> _Assignment_
Below are records to reproduce in full; copy them exactly but keep the pictures out.

> _Data to process_
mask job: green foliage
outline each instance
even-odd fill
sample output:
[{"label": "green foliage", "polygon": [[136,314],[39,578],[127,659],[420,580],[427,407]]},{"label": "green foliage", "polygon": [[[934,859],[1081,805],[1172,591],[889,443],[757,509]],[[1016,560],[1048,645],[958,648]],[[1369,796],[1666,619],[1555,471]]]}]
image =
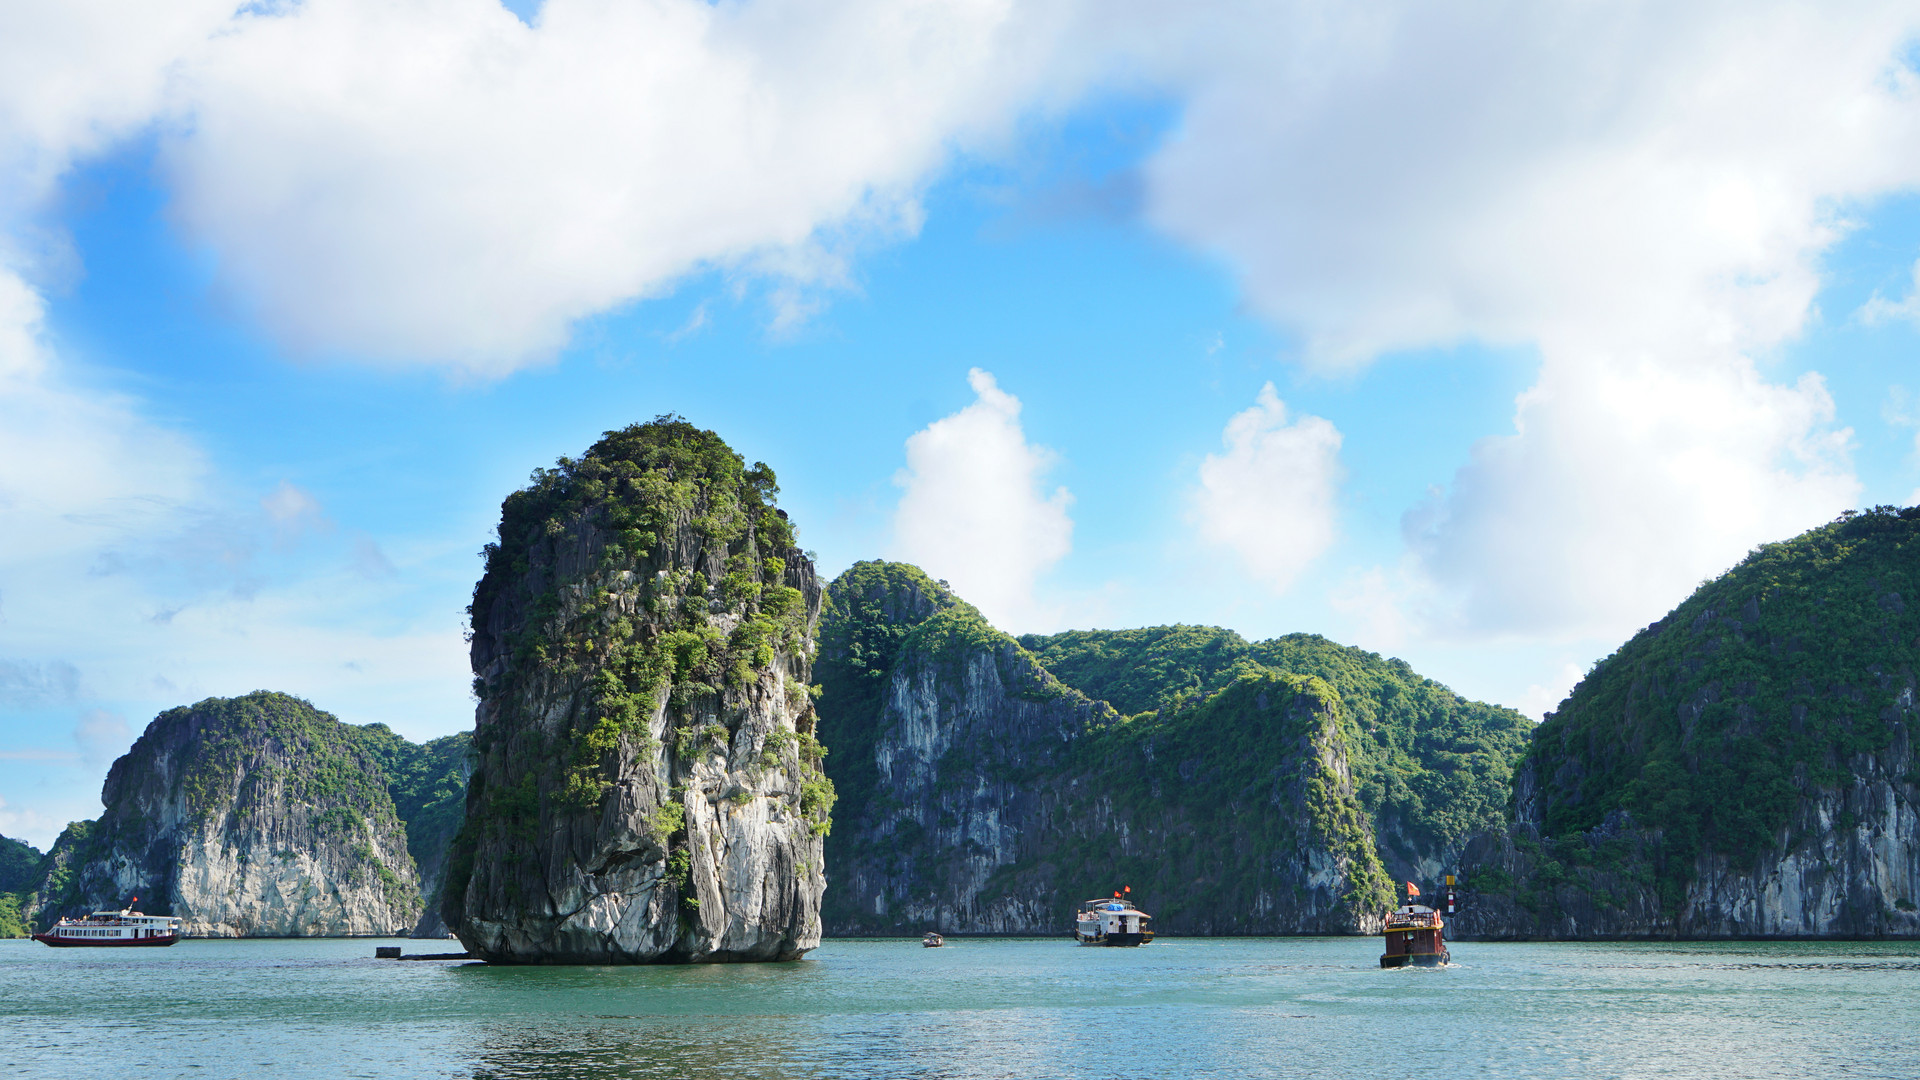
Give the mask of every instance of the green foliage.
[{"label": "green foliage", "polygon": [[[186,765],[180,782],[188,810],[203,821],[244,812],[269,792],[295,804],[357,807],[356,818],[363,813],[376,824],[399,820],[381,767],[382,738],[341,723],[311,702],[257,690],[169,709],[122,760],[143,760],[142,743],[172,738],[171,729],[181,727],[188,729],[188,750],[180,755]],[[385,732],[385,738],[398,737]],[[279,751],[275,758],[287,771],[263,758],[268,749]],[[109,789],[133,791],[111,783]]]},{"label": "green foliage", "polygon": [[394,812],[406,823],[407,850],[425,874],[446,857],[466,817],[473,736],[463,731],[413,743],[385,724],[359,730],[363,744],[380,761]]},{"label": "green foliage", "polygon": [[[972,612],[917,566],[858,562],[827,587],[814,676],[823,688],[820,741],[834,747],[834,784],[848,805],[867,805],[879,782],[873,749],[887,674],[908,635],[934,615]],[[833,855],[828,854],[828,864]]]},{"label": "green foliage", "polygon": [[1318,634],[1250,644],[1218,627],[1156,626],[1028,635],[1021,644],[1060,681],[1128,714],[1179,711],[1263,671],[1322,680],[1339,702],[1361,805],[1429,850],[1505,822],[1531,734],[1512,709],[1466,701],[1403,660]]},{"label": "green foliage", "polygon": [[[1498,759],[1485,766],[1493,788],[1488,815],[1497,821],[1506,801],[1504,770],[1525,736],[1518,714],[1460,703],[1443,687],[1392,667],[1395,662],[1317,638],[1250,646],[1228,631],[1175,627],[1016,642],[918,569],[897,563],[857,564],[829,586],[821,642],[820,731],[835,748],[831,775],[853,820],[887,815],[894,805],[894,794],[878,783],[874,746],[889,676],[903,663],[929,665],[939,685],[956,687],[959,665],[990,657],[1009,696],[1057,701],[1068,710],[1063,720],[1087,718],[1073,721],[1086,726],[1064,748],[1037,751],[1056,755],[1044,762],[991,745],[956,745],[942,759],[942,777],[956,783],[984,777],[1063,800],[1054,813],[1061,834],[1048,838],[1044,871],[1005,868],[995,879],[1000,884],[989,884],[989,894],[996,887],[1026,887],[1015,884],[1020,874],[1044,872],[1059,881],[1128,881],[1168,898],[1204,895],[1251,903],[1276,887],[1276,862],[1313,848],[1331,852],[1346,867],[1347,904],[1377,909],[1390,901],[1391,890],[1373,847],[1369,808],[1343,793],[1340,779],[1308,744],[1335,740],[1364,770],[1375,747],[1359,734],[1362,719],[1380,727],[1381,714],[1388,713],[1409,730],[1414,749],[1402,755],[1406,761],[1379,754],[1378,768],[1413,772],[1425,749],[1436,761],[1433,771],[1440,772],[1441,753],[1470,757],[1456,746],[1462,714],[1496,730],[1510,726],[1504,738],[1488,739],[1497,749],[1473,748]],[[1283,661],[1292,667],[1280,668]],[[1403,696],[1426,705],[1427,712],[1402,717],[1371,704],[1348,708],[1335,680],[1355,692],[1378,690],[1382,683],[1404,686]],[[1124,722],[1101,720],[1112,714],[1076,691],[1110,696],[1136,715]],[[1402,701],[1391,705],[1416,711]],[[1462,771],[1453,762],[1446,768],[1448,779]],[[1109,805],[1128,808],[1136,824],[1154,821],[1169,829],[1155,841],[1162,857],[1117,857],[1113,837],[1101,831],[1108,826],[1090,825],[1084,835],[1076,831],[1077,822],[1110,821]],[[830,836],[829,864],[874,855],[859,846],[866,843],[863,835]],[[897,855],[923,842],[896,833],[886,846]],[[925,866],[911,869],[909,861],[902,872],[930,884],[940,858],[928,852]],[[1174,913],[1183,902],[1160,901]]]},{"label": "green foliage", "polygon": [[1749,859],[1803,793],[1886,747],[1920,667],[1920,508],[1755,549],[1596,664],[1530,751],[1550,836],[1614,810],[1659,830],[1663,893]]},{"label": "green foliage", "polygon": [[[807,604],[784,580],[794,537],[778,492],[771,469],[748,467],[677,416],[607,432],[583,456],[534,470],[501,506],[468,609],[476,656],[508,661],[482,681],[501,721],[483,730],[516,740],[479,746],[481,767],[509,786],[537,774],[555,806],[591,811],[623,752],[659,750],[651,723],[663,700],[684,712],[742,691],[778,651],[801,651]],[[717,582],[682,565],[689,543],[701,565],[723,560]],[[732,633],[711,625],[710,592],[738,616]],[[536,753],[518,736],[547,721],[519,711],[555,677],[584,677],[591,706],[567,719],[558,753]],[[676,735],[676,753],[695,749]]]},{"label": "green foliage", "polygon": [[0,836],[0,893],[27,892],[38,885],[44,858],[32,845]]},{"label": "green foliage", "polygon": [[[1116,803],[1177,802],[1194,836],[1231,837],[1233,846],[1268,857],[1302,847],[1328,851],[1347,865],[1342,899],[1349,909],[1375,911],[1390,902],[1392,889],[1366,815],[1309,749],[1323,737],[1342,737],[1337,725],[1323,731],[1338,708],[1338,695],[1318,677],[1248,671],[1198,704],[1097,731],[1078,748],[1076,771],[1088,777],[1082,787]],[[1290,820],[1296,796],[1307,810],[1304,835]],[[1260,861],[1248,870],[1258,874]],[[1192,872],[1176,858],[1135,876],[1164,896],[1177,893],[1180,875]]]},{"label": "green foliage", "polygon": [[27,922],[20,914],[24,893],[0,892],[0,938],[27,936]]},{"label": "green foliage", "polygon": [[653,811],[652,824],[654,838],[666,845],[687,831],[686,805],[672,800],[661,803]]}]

> _Task response_
mask job: green foliage
outline each instance
even-odd fill
sample output:
[{"label": "green foliage", "polygon": [[136,314],[39,578],[127,659],[420,580],[427,407]]},{"label": "green foliage", "polygon": [[[934,859],[1081,805],[1172,591],[889,443],[757,509]],[[1016,560],[1048,645],[958,648]],[[1369,796],[1666,619],[1555,471]]]}]
image =
Give the mask of every instance of the green foliage.
[{"label": "green foliage", "polygon": [[[186,765],[180,782],[188,810],[203,821],[244,812],[269,792],[295,804],[357,807],[356,818],[363,813],[376,824],[399,820],[381,767],[382,738],[341,723],[311,702],[257,690],[169,709],[122,760],[143,760],[142,743],[172,738],[171,729],[181,727],[188,729],[188,750],[180,755]],[[385,732],[385,738],[398,737]],[[279,751],[275,758],[287,771],[263,758],[268,749]],[[109,789],[133,791],[111,783]]]},{"label": "green foliage", "polygon": [[394,812],[406,823],[407,850],[425,874],[446,857],[466,817],[473,736],[463,731],[413,743],[385,724],[359,730],[363,744],[380,761]]},{"label": "green foliage", "polygon": [[[972,612],[917,566],[858,562],[827,587],[814,676],[823,688],[820,741],[834,747],[834,784],[848,805],[867,805],[879,782],[873,749],[887,674],[908,635],[934,615]],[[833,855],[828,854],[828,864]]]},{"label": "green foliage", "polygon": [[1318,634],[1250,644],[1218,627],[1156,626],[1028,635],[1021,644],[1060,681],[1128,714],[1179,711],[1263,671],[1322,680],[1339,702],[1361,805],[1429,850],[1505,822],[1531,734],[1512,709],[1466,701],[1403,660]]},{"label": "green foliage", "polygon": [[[1498,759],[1485,766],[1493,788],[1488,815],[1497,821],[1506,801],[1504,770],[1525,736],[1518,714],[1460,703],[1443,687],[1392,667],[1395,662],[1317,638],[1250,646],[1228,631],[1175,627],[1016,642],[918,569],[897,563],[857,564],[829,586],[821,642],[820,731],[835,748],[831,775],[853,820],[887,815],[894,805],[894,794],[878,783],[874,746],[889,676],[903,663],[929,665],[939,685],[956,687],[959,665],[990,657],[1009,696],[1057,701],[1068,710],[1063,720],[1087,718],[1073,721],[1086,726],[1064,748],[1037,751],[1056,755],[1044,762],[991,745],[956,745],[942,759],[942,777],[956,783],[984,777],[1063,800],[1054,813],[1061,834],[1048,838],[1044,871],[1005,868],[995,879],[1000,884],[989,884],[989,894],[996,887],[1026,887],[1015,884],[1020,874],[1044,872],[1059,881],[1128,881],[1168,898],[1204,895],[1251,903],[1276,887],[1276,862],[1313,848],[1331,852],[1346,867],[1347,904],[1377,909],[1390,901],[1391,890],[1373,847],[1369,808],[1343,793],[1340,779],[1308,744],[1335,740],[1364,770],[1375,747],[1359,734],[1362,719],[1380,727],[1381,714],[1388,713],[1409,730],[1414,749],[1402,755],[1406,761],[1379,754],[1378,768],[1413,772],[1425,749],[1436,761],[1433,771],[1440,772],[1441,753],[1470,757],[1456,746],[1462,714],[1496,730],[1510,726],[1504,738],[1488,739],[1497,749],[1473,748]],[[1283,661],[1292,667],[1280,668]],[[1403,696],[1426,705],[1427,712],[1402,717],[1371,704],[1348,708],[1335,680],[1355,692],[1378,690],[1382,683],[1404,686]],[[1124,722],[1101,720],[1112,714],[1076,691],[1110,696],[1136,715]],[[1402,701],[1391,705],[1416,711]],[[1462,771],[1453,762],[1446,768],[1448,779]],[[1109,805],[1128,808],[1136,824],[1154,821],[1169,829],[1155,841],[1162,857],[1117,857],[1113,837],[1101,831],[1108,826],[1090,825],[1084,835],[1076,831],[1077,822],[1110,821]],[[830,836],[829,864],[874,855],[859,846],[866,843],[863,835]],[[897,855],[923,842],[896,833],[886,846]],[[925,866],[911,869],[909,861],[902,872],[930,884],[940,858],[928,852]],[[1174,913],[1183,902],[1160,901]]]},{"label": "green foliage", "polygon": [[1749,859],[1803,793],[1886,747],[1920,667],[1920,508],[1755,549],[1596,664],[1530,751],[1550,836],[1614,810],[1659,830],[1663,893]]},{"label": "green foliage", "polygon": [[[807,604],[784,580],[794,537],[778,492],[771,469],[748,467],[677,416],[607,432],[583,456],[534,470],[501,506],[468,609],[476,656],[508,661],[482,681],[501,721],[483,730],[516,740],[479,746],[481,767],[509,786],[537,774],[555,806],[591,811],[623,752],[659,750],[651,723],[663,700],[684,712],[742,691],[778,651],[801,651]],[[717,582],[682,565],[689,543],[701,565],[723,560]],[[732,633],[711,625],[710,592],[738,616]],[[536,753],[518,736],[547,721],[519,711],[555,677],[584,677],[591,706],[567,719],[558,753]],[[676,735],[676,753],[695,749]]]},{"label": "green foliage", "polygon": [[0,836],[0,893],[27,892],[38,885],[44,858],[32,845]]},{"label": "green foliage", "polygon": [[[1116,803],[1177,802],[1194,836],[1231,837],[1233,846],[1268,857],[1302,847],[1328,851],[1347,865],[1342,899],[1349,909],[1375,911],[1390,902],[1392,889],[1366,815],[1309,749],[1323,737],[1342,737],[1337,725],[1323,731],[1338,708],[1338,695],[1318,677],[1248,671],[1198,704],[1097,731],[1078,748],[1076,771],[1088,777],[1082,787]],[[1290,820],[1296,796],[1307,810],[1304,835]],[[1260,861],[1248,870],[1258,874]],[[1192,872],[1176,858],[1135,876],[1164,896],[1177,893],[1180,875]]]},{"label": "green foliage", "polygon": [[27,922],[20,914],[24,893],[0,892],[0,938],[27,936]]},{"label": "green foliage", "polygon": [[653,811],[652,824],[654,838],[666,845],[687,831],[686,805],[672,800],[661,803]]}]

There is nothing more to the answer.